In terms of upside, we've got a lot of that. Serious target pipeline at both projects, and we've actually got a heap of drilled mineralization that isn't even sitting in the resources at the moment. Balance sheet, AUD 41 million. Again, most juniors would die to have that balance sheet. So we're really well funded. We don't need to raise capital. We don't need to dilute anyone. In terms of a team, we've got a great quality board, really strong technically, a lot of experience, a real strong track record in delivering value, making discoveries and pushing these projects through the development cycle and commercializing those discoveries as well. We believe Strickland offers a lot of value, so currently valued at about AUD 20 enterprise value per ounce gold-equivalent, and we have great leverage to both resource growth in the near term and obviously the gold price as well.

Location. Both of our assets are in mining jurisdictions. So in Serbia, we have an operating mine just four km away from our main deposit. And obviously, in Western Australia, we have the Jundee mine, which is owned by Northern Star, which is roughly 50 km from our deposits. And then there's Catalyst. So over the next 12 months, we're going to see a lot of news flow. We've obviously been putting out a lot of results since July. We were in the midst of an 80,000 m resource and exploration program across Serbia and WA. We'll have several resource upgrades over the next 12 months, and we really believe that over the next 12 months, the market and our investors will really start to see the value in this company. Okay, just a little bit corporately, you can see the board there led by Anthony McClure as Chairman.

He's got a long career in this space, a lot of success, as I said, discovery and delivery of major assets and commercializing those assets. Everyone on that board is actually a geologist. So even Trent, our CFO, has a background in geology. So very strong technically. At the project level, we have first-class teams, both at our Serbian project and Western Australian project. In terms of the corporate structure, a bit over 2.2 billion shares on issue. Current market cap is about 160 million. The top 20 shareholders have about 51% of the company. The top 50 shareholders have about 70% of the company. So it's quite tightly held at the top. And at the moment, we've got a real focus on trying to get more new investors in, including a lot of institutional investors. Okay, we'll start with the Rogozna project first.

****************

• SHORT PROBLEM 1:
Could you write out the whole mining presentation excerpt above, word for word?

• SUPPLIED MATERIAL:

****************

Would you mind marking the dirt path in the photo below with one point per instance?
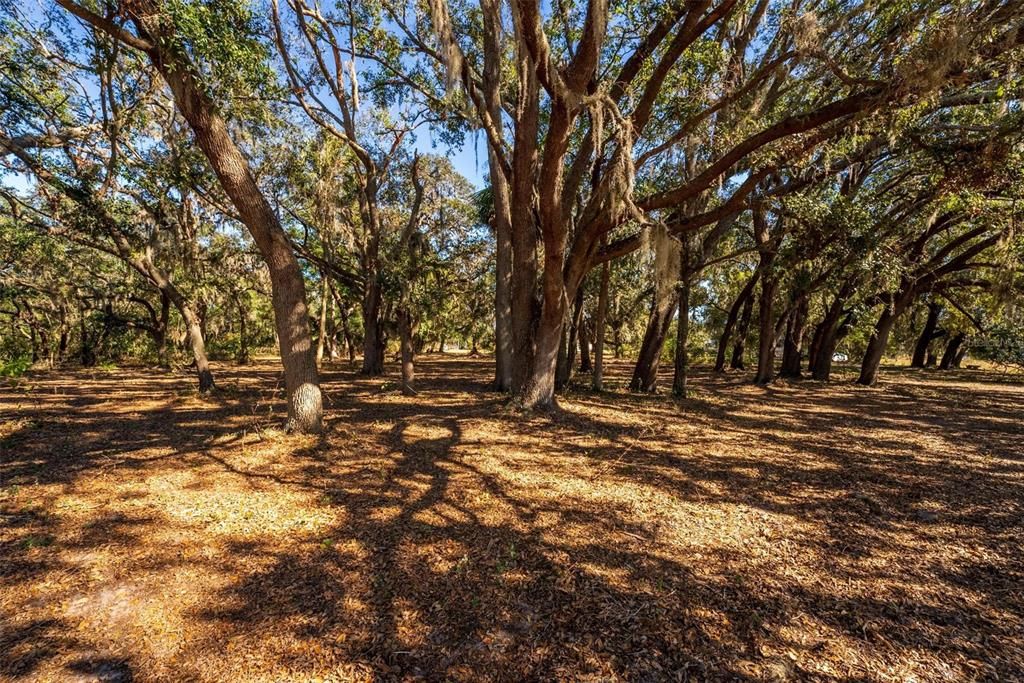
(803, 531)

****************

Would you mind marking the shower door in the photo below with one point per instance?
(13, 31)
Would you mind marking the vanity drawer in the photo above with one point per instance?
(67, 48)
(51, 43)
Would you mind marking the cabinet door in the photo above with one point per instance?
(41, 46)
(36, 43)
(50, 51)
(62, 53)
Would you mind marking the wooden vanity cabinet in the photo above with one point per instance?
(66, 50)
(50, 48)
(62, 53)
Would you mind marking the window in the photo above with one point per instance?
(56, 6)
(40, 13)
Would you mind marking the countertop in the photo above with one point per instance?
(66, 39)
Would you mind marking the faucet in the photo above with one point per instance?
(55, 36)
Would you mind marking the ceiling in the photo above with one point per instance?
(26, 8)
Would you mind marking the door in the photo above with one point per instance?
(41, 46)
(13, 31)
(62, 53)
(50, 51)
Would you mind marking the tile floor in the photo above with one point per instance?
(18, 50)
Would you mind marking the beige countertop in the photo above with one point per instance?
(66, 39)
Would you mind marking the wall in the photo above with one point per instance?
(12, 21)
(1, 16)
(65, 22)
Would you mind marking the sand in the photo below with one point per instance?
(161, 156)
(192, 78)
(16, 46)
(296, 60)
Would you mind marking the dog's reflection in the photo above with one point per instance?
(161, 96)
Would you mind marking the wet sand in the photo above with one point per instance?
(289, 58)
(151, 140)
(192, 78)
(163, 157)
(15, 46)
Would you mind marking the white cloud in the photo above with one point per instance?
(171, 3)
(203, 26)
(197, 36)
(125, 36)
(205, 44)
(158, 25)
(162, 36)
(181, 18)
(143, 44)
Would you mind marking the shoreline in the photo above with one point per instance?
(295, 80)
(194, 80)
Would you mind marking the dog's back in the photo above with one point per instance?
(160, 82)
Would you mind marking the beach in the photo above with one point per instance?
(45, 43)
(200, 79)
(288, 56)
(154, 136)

****************

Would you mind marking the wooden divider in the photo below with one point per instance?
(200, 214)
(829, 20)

****************

• SHORT PROBLEM 2:
Can you pick out every line in the listing that contains the word "door" and copy each of those lines in full?

• PROBLEM SOLUTION 1:
In terms of upside, we've got a lot of that. Serious target pipeline at both projects, and we've actually got a heap of drilled mineralization that isn't even sitting in the resources at the moment. Balance sheet, AUD 41 million. Again, most juniors would die to have that balance sheet. So we're really well funded. We don't need to raise capital. We don't need to dilute anyone. In terms of a team, we've got a great quality board, really strong technically, a lot of experience, a real strong track record in delivering value, making discoveries and pushing these projects through the development cycle and commercializing those discoveries as well. We believe Strickland offers a lot of value, so currently valued at about AUD 20 enterprise value per ounce gold-equivalent, and we have great leverage to both resource growth in the near term and obviously the gold price as well.

Location. Both of our assets are in mining jurisdictions. So in Serbia, we have an operating mine just four km away from our main deposit. And obviously, in Western Australia, we have the Jundee mine, which is owned by Northern Star, which is roughly 50 km from our deposits. And then there's Catalyst. So over the next 12 months, we're going to see a lot of news flow. We've obviously been putting out a lot of results since July. We were in the midst of an 80,000 m resource and exploration program across Serbia and WA. We'll have several resource upgrades over the next 12 months, and we really believe that over the next 12 months, the market and our investors will really start to see the value in this company. Okay, just a little bit corporately, you can see the board there led by Anthony McClure as Chairman.

He's got a long career in this space, a lot of success, as I said, discovery and delivery of major assets and commercializing those assets. Everyone on that board is actually a geologist. So even Trent, our CFO, has a background in geology. So very strong technically. At the project level, we have first-class teams, both at our Serbian project and Western Australian project. In terms of the corporate structure, a bit over 2.2 billion shares on issue. Current market cap is about 160 million. The top 20 shareholders have about 51% of the company. The top 50 shareholders have about 70% of the company. So it's quite tightly held at the top. And at the moment, we've got a real focus on trying to get more new investors in, including a lot of institutional investors. Okay, we'll start with the Rogozna project first.

• PROBLEM SOLUTION 2:
Would you mind marking the shower door in the photo below with one point per instance?
Would you mind marking the cabinet door in the photo above with one point per instance?
Would you mind marking the door in the photo above with one point per instance?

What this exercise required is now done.